Supplied material: Begin
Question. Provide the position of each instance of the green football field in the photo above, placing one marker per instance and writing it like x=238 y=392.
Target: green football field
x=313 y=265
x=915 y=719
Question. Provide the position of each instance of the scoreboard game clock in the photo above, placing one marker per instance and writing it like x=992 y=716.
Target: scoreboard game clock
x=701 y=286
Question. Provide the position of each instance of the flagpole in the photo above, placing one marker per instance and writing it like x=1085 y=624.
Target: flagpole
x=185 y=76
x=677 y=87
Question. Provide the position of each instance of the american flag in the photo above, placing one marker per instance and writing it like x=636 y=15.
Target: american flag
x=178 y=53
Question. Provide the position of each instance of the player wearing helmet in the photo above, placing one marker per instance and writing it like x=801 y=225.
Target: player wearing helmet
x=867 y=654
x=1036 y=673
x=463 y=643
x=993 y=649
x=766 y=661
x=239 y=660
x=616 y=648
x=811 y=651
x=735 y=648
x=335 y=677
Supplied material: End
Supplied material: Begin
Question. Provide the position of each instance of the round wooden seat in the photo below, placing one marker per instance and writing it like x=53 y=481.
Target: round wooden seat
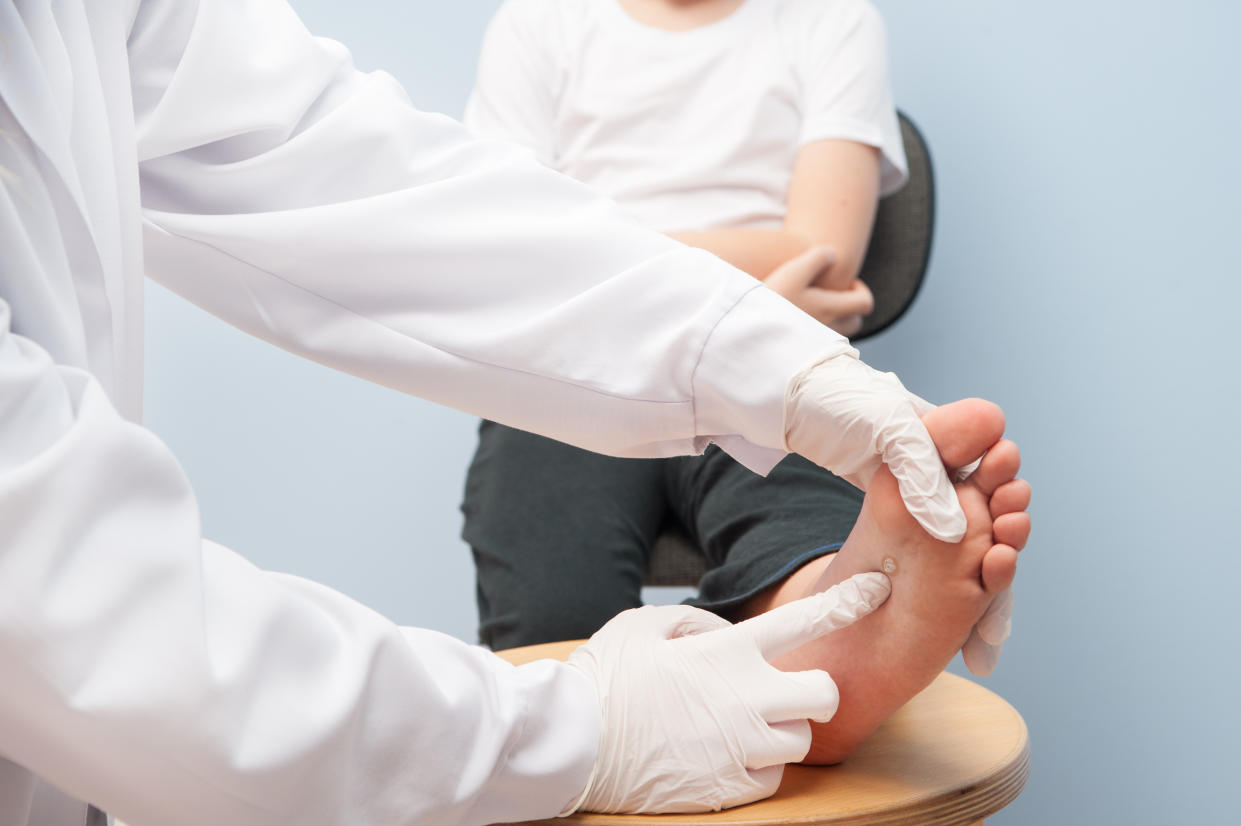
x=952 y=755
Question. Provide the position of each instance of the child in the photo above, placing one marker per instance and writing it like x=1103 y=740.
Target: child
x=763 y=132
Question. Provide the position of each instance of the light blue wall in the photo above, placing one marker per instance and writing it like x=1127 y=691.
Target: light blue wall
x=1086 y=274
Supplied material: End
Supplied material: Begin
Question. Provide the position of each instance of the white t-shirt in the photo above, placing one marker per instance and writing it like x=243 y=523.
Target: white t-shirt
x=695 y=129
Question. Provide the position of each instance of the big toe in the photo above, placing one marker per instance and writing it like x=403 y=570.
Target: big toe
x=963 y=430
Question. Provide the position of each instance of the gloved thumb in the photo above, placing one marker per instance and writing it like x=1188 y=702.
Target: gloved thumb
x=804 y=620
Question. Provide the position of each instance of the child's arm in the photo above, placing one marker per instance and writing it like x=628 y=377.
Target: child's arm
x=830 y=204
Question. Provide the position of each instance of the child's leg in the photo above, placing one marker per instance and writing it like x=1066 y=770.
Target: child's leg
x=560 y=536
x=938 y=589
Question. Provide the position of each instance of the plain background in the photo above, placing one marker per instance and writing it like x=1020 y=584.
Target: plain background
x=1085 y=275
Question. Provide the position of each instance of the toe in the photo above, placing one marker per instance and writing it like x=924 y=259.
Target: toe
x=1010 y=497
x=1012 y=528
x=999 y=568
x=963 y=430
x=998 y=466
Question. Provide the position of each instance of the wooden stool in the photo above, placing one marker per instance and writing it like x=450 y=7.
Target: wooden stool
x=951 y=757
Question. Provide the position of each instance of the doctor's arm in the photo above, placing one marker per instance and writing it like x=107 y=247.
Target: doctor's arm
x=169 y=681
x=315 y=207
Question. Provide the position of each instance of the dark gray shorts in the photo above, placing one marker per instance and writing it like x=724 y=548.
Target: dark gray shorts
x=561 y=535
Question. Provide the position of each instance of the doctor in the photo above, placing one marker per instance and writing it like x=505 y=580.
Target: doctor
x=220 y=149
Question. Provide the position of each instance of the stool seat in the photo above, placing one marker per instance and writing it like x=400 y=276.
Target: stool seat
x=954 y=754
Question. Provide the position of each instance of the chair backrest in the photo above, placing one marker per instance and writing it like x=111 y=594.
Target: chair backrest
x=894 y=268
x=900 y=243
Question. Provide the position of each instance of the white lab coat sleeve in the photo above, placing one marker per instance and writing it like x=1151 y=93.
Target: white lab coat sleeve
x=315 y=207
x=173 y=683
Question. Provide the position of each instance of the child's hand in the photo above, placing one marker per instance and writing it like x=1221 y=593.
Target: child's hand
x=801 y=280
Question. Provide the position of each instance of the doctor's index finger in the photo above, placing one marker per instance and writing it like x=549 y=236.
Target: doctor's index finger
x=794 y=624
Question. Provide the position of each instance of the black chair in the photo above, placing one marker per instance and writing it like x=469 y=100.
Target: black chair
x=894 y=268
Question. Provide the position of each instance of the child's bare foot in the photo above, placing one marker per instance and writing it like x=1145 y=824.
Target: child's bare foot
Supplied material: End
**Exercise details:** Within the listing above, locate the line containing "Target: toe" and the line containing "Question. Provide the position of each instance of the doctor in". Reproduce those two lines and all lines between them exactly, with nothing added.

**Expected output:**
Target: toe
x=1010 y=497
x=1012 y=528
x=999 y=568
x=963 y=430
x=998 y=466
Question. Provide the position of each instance of the wooden stool in the photo above, placing one marker per instance and writing it like x=450 y=7.
Target: wooden stool
x=951 y=757
Question. Provide the position of each instance of the doctor's arm in the photo above, placing one marker per instance and writing it like x=107 y=247.
Target: doctor's arm
x=169 y=681
x=315 y=207
Question. Provide the position of each instance of the dark gray shorts in the photo above, placing one marker per instance and writing it like x=724 y=548.
Target: dark gray shorts
x=561 y=535
Question. Provide the position of each instance of the doctor in the photo above, placing one marker per instance and writing it like x=505 y=580.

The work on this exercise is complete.